** Stated exercise **
Gather each line of the listing below that contains the word "test". Uppercase and lowercase count as different.

** Given records **
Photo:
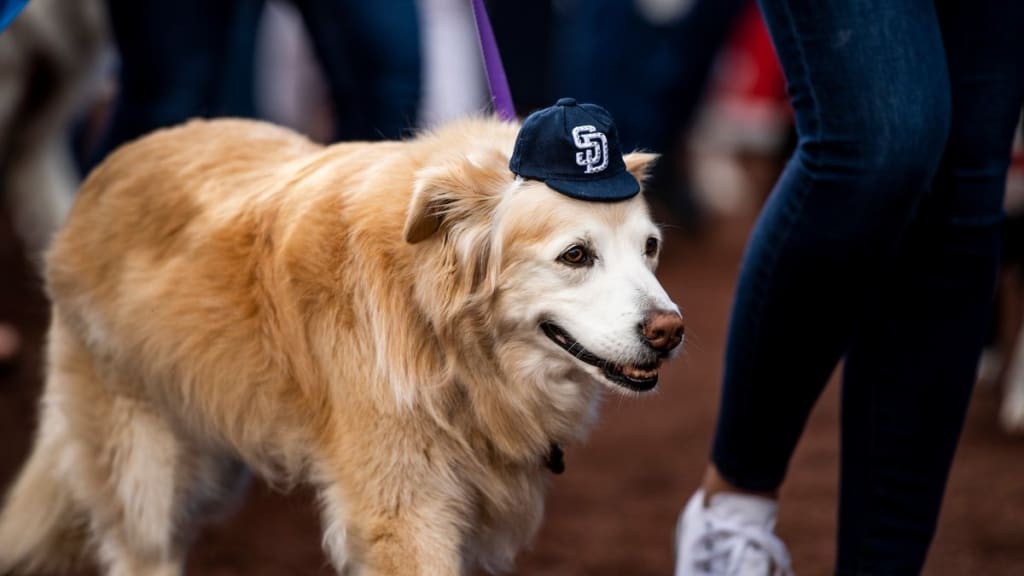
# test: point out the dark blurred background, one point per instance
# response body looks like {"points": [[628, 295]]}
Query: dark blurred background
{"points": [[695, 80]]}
---
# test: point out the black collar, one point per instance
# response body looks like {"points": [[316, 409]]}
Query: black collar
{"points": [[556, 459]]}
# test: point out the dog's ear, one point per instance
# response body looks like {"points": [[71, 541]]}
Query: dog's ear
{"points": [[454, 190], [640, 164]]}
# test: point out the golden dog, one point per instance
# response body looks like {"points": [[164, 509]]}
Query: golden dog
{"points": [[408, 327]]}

** The answer **
# test: point out the dark blurred background, one point per instance
# test: point out the black collar, one point per instance
# test: point out the dog's ear, one point per instance
# test: point out the golden dog, one point per instance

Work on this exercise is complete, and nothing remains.